━━━ EXCERPT ━━━

Mir Ali or Mirali is a town in North Waziristan District, in Pakistan's Khyber Pakhtunkhwa province. Mirali is located in the Tochi Valley, about 12 km east of Miramshah (capital of North Waziristan), 40 km west of Bannu, Khyber Pakhtunkhwa, and 70 km southeast of the city of Khost, Afghanistan. Mirali is at an altitude of 674 m.

The residents of Mirali are the Dawars and the Utmanzai Wazirs. The Wazirs reside in the areas of North Waziristan such as Spinwam, Shawa, and Khiasur, while the Dawars reside in the plains on both sides of the Tochi River. Some well-known villages of the Dawars in Mirali area are Hassu Khel, Haider Khel, Mussaki, Idaak, Khaddi, Hurmaz, Zeraki, Hakim Khel and Daulat Khel.

━━━

# GIVEN INSTRUCTION A
Reproduce the Mir Ali passage word for word, starting at "The residents of" and ending at "and Daulat Khel.".
# GIVEN INSTRUCTION B
According to the Mir Ali passage, what is the town's altitude?
# GIVEN INSTRUCTION C
Extend the passage about Mir Ali, picking up after its last sentence.
The material after this passage comes from a separate source.

━━━ RECORDED DATA ━━━

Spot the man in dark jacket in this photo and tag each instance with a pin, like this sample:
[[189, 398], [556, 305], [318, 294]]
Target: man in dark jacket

━━━

# RESULT A
The residents of Mirali are the Dawars and the Utmanzai Wazirs. The Wazirs reside in the areas of North Waziristan such as Spinwam, Shawa, and Khiasur, while the Dawars reside in the plains on both sides of the Tochi River. Some well-known villages of the Dawars in Mirali area are Hassu Khel, Haider Khel, Mussaki, Idaak, Khaddi, Hurmaz, Zeraki, Hakim Khel and Daulat Khel.

# RESULT B
674 m.

# RESULT C
== History ==
The famous Pashtun freedom fighter and tribal leader Mirzali Khan (the Faqir of Ipi) based his movement in Ipi, a village on the outskirts of Mirali, for more than 10 years. In 1938, Mirzali Khan shifted from Ipi to Gurwek, Waziristan.

Abu Yahya al-Libi, the number two in Al-Qaeda at the time, was killed by a drone strike carried out by the United States on June 4, 2012 in Mirali.

On December 30, 2021, a gunfight during Pakistani troops' raid against a hideout of Tehrik-i-Taliban terrorists in the city killed four people.

On August 11, 2024, heavy exchange of fire between Pakistan Army and the militant insurgents of the outlawed Pakistani Taliban was reported.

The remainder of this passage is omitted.